Bounding-box records
— start —

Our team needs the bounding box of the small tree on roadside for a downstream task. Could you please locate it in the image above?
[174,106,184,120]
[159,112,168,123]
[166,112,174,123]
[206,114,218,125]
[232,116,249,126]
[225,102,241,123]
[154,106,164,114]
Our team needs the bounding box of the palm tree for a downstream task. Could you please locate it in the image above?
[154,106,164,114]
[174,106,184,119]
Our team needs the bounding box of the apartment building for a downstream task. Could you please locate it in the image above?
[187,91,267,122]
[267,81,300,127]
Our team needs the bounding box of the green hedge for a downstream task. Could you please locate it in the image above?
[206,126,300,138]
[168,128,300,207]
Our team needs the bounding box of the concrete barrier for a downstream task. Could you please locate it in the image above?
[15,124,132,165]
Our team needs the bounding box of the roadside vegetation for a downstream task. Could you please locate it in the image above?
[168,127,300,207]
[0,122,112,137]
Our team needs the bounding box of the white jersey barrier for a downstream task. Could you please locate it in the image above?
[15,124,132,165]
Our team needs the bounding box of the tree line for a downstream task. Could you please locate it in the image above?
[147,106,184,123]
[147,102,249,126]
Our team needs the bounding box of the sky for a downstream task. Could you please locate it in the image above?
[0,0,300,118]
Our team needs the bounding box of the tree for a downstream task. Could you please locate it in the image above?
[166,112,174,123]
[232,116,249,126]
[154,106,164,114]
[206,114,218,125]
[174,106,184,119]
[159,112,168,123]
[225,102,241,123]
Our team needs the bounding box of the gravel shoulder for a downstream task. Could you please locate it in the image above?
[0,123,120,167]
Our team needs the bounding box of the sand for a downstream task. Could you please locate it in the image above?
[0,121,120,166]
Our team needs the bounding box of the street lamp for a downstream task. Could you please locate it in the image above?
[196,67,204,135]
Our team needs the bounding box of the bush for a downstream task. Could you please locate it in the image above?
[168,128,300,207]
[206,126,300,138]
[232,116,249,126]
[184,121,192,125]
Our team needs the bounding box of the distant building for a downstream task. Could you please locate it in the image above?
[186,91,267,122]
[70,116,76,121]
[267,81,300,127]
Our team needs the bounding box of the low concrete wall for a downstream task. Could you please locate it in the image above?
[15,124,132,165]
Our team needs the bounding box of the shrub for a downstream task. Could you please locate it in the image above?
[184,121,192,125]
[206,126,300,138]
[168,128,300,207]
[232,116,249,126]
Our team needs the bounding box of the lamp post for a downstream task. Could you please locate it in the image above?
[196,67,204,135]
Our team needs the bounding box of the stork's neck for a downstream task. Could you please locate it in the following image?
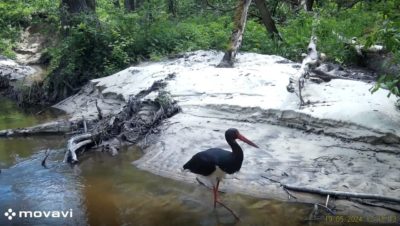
[226,139,243,160]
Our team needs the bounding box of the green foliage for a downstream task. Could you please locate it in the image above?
[0,0,400,100]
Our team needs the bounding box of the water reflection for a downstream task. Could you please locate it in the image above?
[80,150,311,226]
[0,97,61,130]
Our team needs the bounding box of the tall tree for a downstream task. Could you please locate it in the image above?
[112,0,121,8]
[218,0,251,67]
[305,0,314,11]
[124,0,143,11]
[255,0,282,40]
[167,0,178,17]
[61,0,96,14]
[60,0,96,25]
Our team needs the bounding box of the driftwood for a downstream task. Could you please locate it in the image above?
[64,92,180,163]
[282,184,400,203]
[64,133,94,163]
[261,176,400,215]
[0,120,77,137]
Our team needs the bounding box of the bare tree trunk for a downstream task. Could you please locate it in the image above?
[124,0,143,11]
[61,0,91,14]
[306,0,314,12]
[255,0,282,40]
[168,0,178,17]
[218,0,251,67]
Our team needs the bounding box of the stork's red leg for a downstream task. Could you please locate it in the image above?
[215,178,219,201]
[213,186,217,209]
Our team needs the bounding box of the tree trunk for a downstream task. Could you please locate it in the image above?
[60,0,96,25]
[305,0,314,12]
[61,0,96,14]
[168,0,178,17]
[255,0,282,40]
[218,0,251,67]
[124,0,143,11]
[86,0,96,12]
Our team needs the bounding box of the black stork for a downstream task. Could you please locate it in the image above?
[183,128,258,208]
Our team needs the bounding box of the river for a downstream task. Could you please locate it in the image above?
[0,99,390,226]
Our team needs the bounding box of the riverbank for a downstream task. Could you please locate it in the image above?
[0,51,400,216]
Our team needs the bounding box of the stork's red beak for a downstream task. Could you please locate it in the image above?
[237,133,259,148]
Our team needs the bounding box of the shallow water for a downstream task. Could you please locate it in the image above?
[0,96,60,130]
[0,98,396,226]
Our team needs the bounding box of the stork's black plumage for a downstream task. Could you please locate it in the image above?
[183,128,258,207]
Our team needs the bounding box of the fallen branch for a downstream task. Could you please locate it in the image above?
[95,100,103,120]
[351,199,400,213]
[64,133,94,163]
[0,120,75,137]
[282,184,400,203]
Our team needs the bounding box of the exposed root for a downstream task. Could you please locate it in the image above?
[64,133,94,163]
[64,88,180,163]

— end —

# [TASK INSTRUCTIONS]
Output every line of the bounding-box records above as a Markdown table with the columns Row and Line, numbering each row and omitting blank lines. Leave the pictures out of the answer.

# [ANSWER TO THE TASK]
| Row | Line |
|---|---|
| 1 | Our team needs the bounding box of the small tree on roadside for a downstream task. Could you please locate it in the image above? |
| 2 | [174,106,184,120] |
| 3 | [159,112,168,123] |
| 4 | [166,112,174,123] |
| 5 | [206,114,218,125] |
| 6 | [232,116,249,126] |
| 7 | [225,102,241,123] |
| 8 | [154,106,164,114] |
| 9 | Our team needs the bounding box of the palm tree for a downstream task. Could you please locate it in the image above? |
| 10 | [154,106,164,114] |
| 11 | [174,106,184,119] |
| 12 | Our team needs the bounding box of the apartment building for a downstream task. Could you please locate it in the image above? |
| 13 | [187,91,267,122] |
| 14 | [267,81,300,127] |
| 15 | Our team needs the bounding box of the green hedge for a downstream task. Could you please locate it in the image above? |
| 16 | [206,126,300,138] |
| 17 | [168,128,300,207] |
| 18 | Our team needs the bounding box of the concrete barrier for a downstream task. Could you please locate it in the image above? |
| 19 | [15,124,132,165] |
| 20 | Our team needs the bounding box of the roadside vegetation for a downstream task. Could you please locate it in the image above? |
| 21 | [168,127,300,207] |
| 22 | [0,122,112,137] |
| 23 | Our team needs the bounding box of the white jersey barrier for a downstream task. Could you please locate it in the image above? |
| 24 | [15,124,132,165] |
| 25 | Our team needs the bounding box of the tree line for a downstream task. Could you please locate it in the image above? |
| 26 | [147,106,184,123] |
| 27 | [147,102,249,126] |
| 28 | Our team needs the bounding box of the sky for a downstream task. Could you please locate it in the image above? |
| 29 | [0,0,300,118] |
| 30 | Our team needs the bounding box of the tree for a downstream task. Could you please locate it in the image above? |
| 31 | [166,112,174,123] |
| 32 | [232,116,249,126] |
| 33 | [154,106,164,114] |
| 34 | [206,114,218,125] |
| 35 | [174,106,184,119] |
| 36 | [159,112,168,123] |
| 37 | [225,102,241,123] |
| 38 | Our team needs the bounding box of the gravel shoulder for a downstream task. Could you please locate it in the image above? |
| 39 | [0,123,120,167] |
| 40 | Our team needs the bounding box of the sand for a downstream task. Could you please locate it in the image above? |
| 41 | [0,121,120,166] |
| 42 | Our team needs the bounding box of the street lamp for a downstream task. Could you please locate it in the image above? |
| 43 | [196,67,204,135] |
| 44 | Our team needs the bounding box of the bush for a downstream task. Could you please locate it in the image above? |
| 45 | [168,128,300,207] |
| 46 | [206,126,300,138] |
| 47 | [232,116,249,126] |
| 48 | [184,121,192,125] |
| 49 | Our team needs the bounding box of the distant building for a downstream task. Could you please locate it in the image above? |
| 50 | [186,91,267,122] |
| 51 | [70,116,76,121] |
| 52 | [267,81,300,127] |
| 53 | Our team needs the bounding box of the low concrete wall for a downstream task. Could you please locate it in the image above? |
| 54 | [15,124,132,165] |
| 55 | Our team needs the bounding box of the shrub for a downstream task. Could you please locate it in the image above? |
| 56 | [184,121,192,125] |
| 57 | [206,126,300,138] |
| 58 | [168,128,300,207] |
| 59 | [232,116,249,126] |
| 60 | Our team needs the bounding box of the lamp post for a downstream task. Could you please locate it in the image above? |
| 61 | [196,67,204,135] |
| 62 | Our team needs the bounding box of the stork's neck for a downstream task. Could you please locate it in the following image? |
| 63 | [226,139,243,160] |
| 64 | Our team needs the bounding box of the green foliage for a downstream task. Could you please locate it in the image above? |
| 65 | [0,0,400,100] |
| 66 | Our team needs the bounding box of the water reflection for a downstream task. Could you please locate it in the image above? |
| 67 | [80,150,311,226] |
| 68 | [0,97,61,130] |
| 69 | Our team needs the bounding box of the tall tree for a downstream task. Could you please locate it in the image above? |
| 70 | [112,0,121,8] |
| 71 | [218,0,251,67] |
| 72 | [305,0,314,11] |
| 73 | [124,0,143,11] |
| 74 | [255,0,282,40] |
| 75 | [167,0,178,17] |
| 76 | [61,0,96,14] |
| 77 | [60,0,96,25] |
| 78 | Our team needs the bounding box of the driftwood for a downstream task. Could you please locate it in the image above? |
| 79 | [64,92,180,163] |
| 80 | [282,184,400,203] |
| 81 | [64,133,94,163] |
| 82 | [261,176,400,215] |
| 83 | [0,120,77,137] |
| 84 | Our team needs the bounding box of the bare tree trunk for a downstream task. Could you please locate it in the image above? |
| 85 | [124,0,143,11] |
| 86 | [61,0,91,14] |
| 87 | [306,0,314,12] |
| 88 | [255,0,282,40] |
| 89 | [168,0,178,17] |
| 90 | [218,0,251,67] |
| 91 | Our team needs the bounding box of the stork's red leg for a downstream task. Could you please locate it in the image above? |
| 92 | [215,178,219,201] |
| 93 | [213,186,217,209] |
| 94 | Our team needs the bounding box of the tree trunk for a downstream task. Could you please locate it in the image above? |
| 95 | [60,0,96,25] |
| 96 | [305,0,314,12] |
| 97 | [61,0,96,14] |
| 98 | [168,0,178,17] |
| 99 | [255,0,282,40] |
| 100 | [218,0,251,67] |
| 101 | [124,0,143,11] |
| 102 | [86,0,96,12] |
| 103 | Our team needs the bounding box of the black stork for a downstream task. Could you please locate it in the image above? |
| 104 | [183,128,258,208] |
| 105 | Our team needs the bounding box of the river for a downstream task. Could you please locate it in the image above? |
| 106 | [0,99,390,226] |
| 107 | Our team needs the bounding box of the riverbank for a downstream task. Could you please locate it in the image above? |
| 108 | [0,51,400,216] |
| 109 | Our team needs the bounding box of the stork's red beak for a downstream task. Could you please locate it in the image above? |
| 110 | [237,133,259,148] |
| 111 | Our team needs the bounding box of the shallow water for a downstream task. Could you please locate it in the image above? |
| 112 | [0,96,60,130] |
| 113 | [0,98,396,226] |
| 114 | Our team needs the bounding box of the stork's black plumage for a downstream task. Could you please locate it in the image above? |
| 115 | [183,128,258,207] |
| 116 | Our team needs the bounding box of the fallen branch for a downstream task. Could you please locate it in the image above? |
| 117 | [95,100,103,120] |
| 118 | [351,199,400,213] |
| 119 | [64,133,94,163] |
| 120 | [0,120,75,137] |
| 121 | [282,184,400,203] |
| 122 | Our team needs the bounding box of the exposed root for a downstream task. Could you please locate it in the image above? |
| 123 | [64,133,94,163] |
| 124 | [64,88,180,163] |